Task: Keyword search on "excluding": report each line of the records that contains it.

--- START ---

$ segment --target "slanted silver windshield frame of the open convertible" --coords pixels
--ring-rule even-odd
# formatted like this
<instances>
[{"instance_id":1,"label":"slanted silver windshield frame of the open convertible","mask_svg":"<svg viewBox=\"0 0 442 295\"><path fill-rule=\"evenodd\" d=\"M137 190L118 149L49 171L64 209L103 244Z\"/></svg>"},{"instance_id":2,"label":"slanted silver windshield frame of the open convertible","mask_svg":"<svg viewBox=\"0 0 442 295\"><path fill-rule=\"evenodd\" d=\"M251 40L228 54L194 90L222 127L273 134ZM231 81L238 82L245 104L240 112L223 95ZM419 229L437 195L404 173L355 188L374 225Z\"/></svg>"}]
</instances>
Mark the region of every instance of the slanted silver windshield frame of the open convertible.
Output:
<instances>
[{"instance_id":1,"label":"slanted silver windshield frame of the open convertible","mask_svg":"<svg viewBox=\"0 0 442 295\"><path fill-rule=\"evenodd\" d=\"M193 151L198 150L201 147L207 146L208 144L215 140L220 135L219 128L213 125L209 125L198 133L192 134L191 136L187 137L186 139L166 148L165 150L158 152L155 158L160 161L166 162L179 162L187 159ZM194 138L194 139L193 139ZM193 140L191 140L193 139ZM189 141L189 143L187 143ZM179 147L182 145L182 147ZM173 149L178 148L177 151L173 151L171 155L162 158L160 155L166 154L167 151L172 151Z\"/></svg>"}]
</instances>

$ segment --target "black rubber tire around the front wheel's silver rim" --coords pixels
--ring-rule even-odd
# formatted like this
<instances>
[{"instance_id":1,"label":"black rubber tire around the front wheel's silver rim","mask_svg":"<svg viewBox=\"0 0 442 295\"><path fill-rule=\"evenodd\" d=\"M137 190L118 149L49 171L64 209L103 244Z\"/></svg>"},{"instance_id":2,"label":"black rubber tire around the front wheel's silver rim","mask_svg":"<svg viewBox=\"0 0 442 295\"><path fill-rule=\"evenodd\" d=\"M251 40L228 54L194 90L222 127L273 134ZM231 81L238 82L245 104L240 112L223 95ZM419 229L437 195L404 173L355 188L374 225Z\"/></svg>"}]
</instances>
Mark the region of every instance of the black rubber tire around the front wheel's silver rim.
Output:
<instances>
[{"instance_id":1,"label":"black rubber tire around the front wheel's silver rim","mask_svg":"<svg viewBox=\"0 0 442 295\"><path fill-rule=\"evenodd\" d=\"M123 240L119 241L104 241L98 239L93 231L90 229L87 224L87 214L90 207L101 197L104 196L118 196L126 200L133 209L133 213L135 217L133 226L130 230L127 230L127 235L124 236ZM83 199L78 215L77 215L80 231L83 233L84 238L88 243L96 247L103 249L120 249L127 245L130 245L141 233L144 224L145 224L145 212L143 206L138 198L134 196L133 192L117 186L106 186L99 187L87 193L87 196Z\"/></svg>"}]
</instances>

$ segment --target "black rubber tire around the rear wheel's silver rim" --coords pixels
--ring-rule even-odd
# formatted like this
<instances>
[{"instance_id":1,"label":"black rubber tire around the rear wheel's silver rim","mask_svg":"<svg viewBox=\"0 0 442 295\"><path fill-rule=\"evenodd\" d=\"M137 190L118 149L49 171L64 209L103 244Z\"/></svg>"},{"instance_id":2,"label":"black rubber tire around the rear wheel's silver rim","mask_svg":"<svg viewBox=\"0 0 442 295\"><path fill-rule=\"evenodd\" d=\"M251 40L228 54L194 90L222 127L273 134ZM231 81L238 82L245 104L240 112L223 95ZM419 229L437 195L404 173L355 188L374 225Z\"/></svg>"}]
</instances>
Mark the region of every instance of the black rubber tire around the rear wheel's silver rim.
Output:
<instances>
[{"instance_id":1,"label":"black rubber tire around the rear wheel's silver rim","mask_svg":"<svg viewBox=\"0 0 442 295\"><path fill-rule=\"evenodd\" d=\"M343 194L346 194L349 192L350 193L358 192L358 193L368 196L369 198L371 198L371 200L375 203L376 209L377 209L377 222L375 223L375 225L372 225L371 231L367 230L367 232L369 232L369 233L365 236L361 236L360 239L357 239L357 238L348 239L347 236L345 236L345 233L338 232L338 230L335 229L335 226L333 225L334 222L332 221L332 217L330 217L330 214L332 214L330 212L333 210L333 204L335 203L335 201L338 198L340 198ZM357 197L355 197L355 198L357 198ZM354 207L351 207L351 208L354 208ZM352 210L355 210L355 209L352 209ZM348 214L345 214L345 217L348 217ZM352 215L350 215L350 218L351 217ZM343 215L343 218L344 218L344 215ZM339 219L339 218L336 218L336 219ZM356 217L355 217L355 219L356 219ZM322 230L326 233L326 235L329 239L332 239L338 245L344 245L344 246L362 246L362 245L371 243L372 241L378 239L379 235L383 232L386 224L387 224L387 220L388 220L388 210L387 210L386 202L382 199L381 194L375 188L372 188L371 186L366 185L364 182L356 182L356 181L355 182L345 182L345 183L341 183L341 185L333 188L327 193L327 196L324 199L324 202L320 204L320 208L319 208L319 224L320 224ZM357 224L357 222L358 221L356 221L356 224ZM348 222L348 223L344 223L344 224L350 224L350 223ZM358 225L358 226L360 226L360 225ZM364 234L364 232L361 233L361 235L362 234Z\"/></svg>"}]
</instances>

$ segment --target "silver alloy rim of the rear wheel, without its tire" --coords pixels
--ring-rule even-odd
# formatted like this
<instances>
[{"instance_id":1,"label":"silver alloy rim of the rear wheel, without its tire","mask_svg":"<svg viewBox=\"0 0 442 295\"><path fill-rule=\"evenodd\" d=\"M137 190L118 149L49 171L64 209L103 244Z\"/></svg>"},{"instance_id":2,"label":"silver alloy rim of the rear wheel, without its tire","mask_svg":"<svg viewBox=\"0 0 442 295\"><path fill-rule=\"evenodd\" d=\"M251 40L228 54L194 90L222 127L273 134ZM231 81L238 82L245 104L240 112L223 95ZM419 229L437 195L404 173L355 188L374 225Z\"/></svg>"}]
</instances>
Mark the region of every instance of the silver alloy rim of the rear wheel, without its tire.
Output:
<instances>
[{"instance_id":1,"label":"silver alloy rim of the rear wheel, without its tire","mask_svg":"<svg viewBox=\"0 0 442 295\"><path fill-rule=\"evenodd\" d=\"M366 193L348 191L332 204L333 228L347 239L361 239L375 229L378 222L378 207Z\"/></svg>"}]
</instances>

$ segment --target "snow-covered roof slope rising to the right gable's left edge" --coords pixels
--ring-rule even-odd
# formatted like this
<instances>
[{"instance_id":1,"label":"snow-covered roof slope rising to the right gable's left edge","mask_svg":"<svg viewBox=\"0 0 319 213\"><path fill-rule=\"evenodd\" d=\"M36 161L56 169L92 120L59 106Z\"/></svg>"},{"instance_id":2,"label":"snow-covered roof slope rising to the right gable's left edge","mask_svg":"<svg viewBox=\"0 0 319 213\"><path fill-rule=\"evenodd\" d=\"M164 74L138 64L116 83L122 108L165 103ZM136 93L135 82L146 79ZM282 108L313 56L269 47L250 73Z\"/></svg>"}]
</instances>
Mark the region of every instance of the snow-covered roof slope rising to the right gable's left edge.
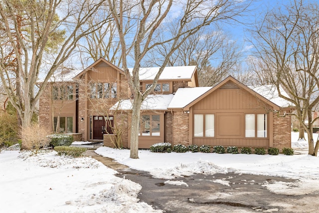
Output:
<instances>
[{"instance_id":1,"label":"snow-covered roof slope rising to the right gable's left edge","mask_svg":"<svg viewBox=\"0 0 319 213\"><path fill-rule=\"evenodd\" d=\"M169 103L168 108L183 108L211 88L212 87L179 88Z\"/></svg>"}]
</instances>

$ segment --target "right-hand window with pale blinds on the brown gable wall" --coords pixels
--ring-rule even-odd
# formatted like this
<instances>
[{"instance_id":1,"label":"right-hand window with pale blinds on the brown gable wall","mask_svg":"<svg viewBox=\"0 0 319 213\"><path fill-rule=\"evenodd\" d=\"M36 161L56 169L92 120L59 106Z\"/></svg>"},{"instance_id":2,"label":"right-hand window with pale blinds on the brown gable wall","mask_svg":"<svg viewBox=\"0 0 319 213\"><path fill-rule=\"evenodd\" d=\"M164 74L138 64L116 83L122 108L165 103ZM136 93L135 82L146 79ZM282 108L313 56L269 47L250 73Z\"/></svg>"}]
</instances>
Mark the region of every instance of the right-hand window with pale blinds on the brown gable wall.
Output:
<instances>
[{"instance_id":1,"label":"right-hand window with pale blinds on the brown gable wall","mask_svg":"<svg viewBox=\"0 0 319 213\"><path fill-rule=\"evenodd\" d=\"M255 138L256 135L257 138L267 138L267 114L245 115L245 137Z\"/></svg>"}]
</instances>

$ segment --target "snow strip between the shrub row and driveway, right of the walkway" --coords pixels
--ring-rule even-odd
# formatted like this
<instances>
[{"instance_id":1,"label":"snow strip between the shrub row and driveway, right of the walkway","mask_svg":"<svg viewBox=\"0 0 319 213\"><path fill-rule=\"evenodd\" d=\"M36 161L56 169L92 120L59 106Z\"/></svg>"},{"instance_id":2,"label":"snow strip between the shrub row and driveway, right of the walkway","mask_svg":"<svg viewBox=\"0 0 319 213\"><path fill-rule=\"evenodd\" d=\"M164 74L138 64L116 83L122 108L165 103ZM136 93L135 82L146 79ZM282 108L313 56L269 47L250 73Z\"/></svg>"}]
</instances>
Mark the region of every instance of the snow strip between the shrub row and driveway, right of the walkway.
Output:
<instances>
[{"instance_id":1,"label":"snow strip between the shrub row and driveway, right of the walkway","mask_svg":"<svg viewBox=\"0 0 319 213\"><path fill-rule=\"evenodd\" d=\"M317 139L317 137L318 134L314 134L314 138ZM108 147L98 148L96 153L113 158L133 169L148 171L156 178L175 179L190 174L213 175L235 172L298 180L291 185L289 185L290 182L276 182L276 185L265 183L264 186L274 193L300 195L319 191L319 157L307 154L308 142L298 140L298 133L292 133L292 145L296 149L294 156L191 152L152 153L149 150L139 150L140 159L130 159L129 150ZM276 190L278 188L282 190Z\"/></svg>"}]
</instances>

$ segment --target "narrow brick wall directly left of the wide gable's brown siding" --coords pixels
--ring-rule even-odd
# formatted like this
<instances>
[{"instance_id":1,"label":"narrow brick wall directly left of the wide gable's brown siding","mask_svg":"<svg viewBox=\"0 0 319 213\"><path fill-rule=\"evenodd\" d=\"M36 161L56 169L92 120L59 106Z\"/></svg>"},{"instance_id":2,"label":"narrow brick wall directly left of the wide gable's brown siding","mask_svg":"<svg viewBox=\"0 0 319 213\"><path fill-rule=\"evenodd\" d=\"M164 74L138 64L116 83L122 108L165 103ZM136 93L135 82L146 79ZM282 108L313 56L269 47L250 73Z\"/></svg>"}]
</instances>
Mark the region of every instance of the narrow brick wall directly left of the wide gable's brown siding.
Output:
<instances>
[{"instance_id":1,"label":"narrow brick wall directly left of the wide gable's brown siding","mask_svg":"<svg viewBox=\"0 0 319 213\"><path fill-rule=\"evenodd\" d=\"M173 145L189 145L189 114L183 111L173 112Z\"/></svg>"}]
</instances>

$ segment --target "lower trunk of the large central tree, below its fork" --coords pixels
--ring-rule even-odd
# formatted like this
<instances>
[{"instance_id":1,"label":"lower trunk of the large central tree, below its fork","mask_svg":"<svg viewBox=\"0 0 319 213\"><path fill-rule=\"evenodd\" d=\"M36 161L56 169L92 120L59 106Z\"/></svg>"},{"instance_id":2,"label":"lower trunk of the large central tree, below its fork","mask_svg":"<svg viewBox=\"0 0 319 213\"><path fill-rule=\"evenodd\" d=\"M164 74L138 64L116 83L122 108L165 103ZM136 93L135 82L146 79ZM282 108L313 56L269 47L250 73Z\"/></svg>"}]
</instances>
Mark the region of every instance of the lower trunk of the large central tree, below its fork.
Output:
<instances>
[{"instance_id":1,"label":"lower trunk of the large central tree, below its fork","mask_svg":"<svg viewBox=\"0 0 319 213\"><path fill-rule=\"evenodd\" d=\"M134 97L132 109L132 124L131 124L131 146L130 158L139 158L139 129L141 115L142 95L137 93Z\"/></svg>"}]
</instances>

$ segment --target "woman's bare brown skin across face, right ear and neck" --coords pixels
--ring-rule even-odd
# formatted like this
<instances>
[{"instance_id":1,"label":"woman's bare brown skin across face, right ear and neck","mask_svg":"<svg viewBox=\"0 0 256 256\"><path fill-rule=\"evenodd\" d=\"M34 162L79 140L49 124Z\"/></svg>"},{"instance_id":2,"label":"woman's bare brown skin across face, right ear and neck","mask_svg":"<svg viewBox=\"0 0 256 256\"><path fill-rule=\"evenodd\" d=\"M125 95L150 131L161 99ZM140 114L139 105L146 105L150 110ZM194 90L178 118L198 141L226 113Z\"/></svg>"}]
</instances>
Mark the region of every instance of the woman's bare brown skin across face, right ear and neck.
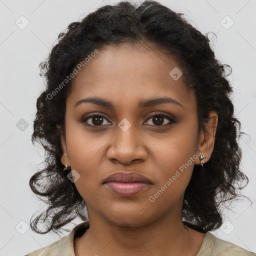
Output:
<instances>
[{"instance_id":1,"label":"woman's bare brown skin across face, right ear and neck","mask_svg":"<svg viewBox=\"0 0 256 256\"><path fill-rule=\"evenodd\" d=\"M206 132L198 133L194 94L184 76L174 80L169 75L174 67L182 70L174 57L153 45L108 45L73 78L66 98L61 162L80 175L75 186L86 201L90 223L74 239L76 256L196 255L199 251L205 234L187 228L181 218L183 194L199 157L154 202L148 199L196 151L207 162L214 146L217 114L209 112ZM114 108L89 102L74 107L78 100L94 96L112 101ZM162 96L183 106L169 102L137 106L140 100ZM81 123L88 113L103 116L99 124L103 127L96 126L93 117ZM173 116L175 121L164 117L157 122L150 113ZM131 124L125 132L118 126L123 118ZM102 182L120 170L139 172L152 184L131 197L117 195Z\"/></svg>"}]
</instances>

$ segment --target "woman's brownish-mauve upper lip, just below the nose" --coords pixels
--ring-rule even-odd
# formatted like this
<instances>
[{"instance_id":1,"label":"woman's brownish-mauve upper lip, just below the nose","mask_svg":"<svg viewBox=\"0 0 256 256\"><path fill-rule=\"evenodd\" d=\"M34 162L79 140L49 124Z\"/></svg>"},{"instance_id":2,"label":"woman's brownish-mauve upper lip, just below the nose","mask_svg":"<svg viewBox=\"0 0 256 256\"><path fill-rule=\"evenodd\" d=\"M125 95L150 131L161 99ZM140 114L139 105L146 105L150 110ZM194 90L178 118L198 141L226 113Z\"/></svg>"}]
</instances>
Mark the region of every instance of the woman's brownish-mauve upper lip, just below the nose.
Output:
<instances>
[{"instance_id":1,"label":"woman's brownish-mauve upper lip, just below the nose","mask_svg":"<svg viewBox=\"0 0 256 256\"><path fill-rule=\"evenodd\" d=\"M145 183L151 183L150 180L143 176L142 174L138 172L115 172L109 176L107 176L103 183L110 182L110 181L119 181L119 182L145 182Z\"/></svg>"}]
</instances>

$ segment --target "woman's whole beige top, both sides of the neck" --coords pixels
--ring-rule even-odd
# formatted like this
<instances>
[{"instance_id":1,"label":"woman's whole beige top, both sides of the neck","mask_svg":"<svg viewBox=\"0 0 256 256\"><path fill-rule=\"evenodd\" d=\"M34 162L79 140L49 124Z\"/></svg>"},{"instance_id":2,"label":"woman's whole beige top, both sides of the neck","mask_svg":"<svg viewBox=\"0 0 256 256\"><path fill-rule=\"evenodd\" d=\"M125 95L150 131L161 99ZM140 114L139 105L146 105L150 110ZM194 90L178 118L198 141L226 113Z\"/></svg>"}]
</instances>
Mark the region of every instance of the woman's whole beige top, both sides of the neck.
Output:
<instances>
[{"instance_id":1,"label":"woman's whole beige top, both sides of the neck","mask_svg":"<svg viewBox=\"0 0 256 256\"><path fill-rule=\"evenodd\" d=\"M81 222L74 226L70 233L60 240L30 252L25 256L75 256L73 240L76 236L81 236L88 227L88 221ZM231 242L217 238L212 233L206 232L196 256L256 256L256 253L249 252Z\"/></svg>"}]
</instances>

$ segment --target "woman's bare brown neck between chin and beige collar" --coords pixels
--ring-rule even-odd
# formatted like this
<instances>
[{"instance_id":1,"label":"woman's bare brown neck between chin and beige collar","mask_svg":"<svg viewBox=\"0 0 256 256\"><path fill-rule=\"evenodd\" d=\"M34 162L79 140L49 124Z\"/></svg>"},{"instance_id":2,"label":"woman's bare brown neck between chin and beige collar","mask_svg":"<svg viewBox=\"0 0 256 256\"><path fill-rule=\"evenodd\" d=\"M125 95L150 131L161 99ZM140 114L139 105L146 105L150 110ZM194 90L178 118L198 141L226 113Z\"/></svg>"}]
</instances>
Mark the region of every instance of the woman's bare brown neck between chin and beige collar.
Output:
<instances>
[{"instance_id":1,"label":"woman's bare brown neck between chin and beige collar","mask_svg":"<svg viewBox=\"0 0 256 256\"><path fill-rule=\"evenodd\" d=\"M204 238L203 233L199 237L198 232L184 226L181 216L177 217L173 211L149 223L146 220L136 223L134 218L115 223L95 212L91 217L91 210L87 208L87 211L90 226L79 238L77 256L196 255Z\"/></svg>"}]
</instances>

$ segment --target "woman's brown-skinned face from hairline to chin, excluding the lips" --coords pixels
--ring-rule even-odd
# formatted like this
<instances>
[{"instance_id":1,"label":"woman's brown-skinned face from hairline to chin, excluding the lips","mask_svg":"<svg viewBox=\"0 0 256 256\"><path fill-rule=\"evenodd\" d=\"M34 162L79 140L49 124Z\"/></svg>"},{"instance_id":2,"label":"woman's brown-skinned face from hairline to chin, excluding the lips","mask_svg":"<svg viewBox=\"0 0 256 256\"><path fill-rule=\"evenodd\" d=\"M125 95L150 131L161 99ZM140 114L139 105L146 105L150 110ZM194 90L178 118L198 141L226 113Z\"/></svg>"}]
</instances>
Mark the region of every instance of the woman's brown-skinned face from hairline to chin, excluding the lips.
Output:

--- END ---

Answer area:
$ segment --target "woman's brown-skinned face from hairline to chin, excluding the lips" --coords pixels
[{"instance_id":1,"label":"woman's brown-skinned face from hairline to chin, excluding the lips","mask_svg":"<svg viewBox=\"0 0 256 256\"><path fill-rule=\"evenodd\" d=\"M34 162L79 140L49 124Z\"/></svg>"},{"instance_id":2,"label":"woman's brown-skinned face from hairline to chin, excluding the lips","mask_svg":"<svg viewBox=\"0 0 256 256\"><path fill-rule=\"evenodd\" d=\"M125 95L150 131L161 99ZM140 114L139 105L146 105L150 110ZM194 90L178 118L198 141L226 113Z\"/></svg>"}]
Mark the region of every instance of the woman's brown-skinned face from hairline to chin, excluding the lips.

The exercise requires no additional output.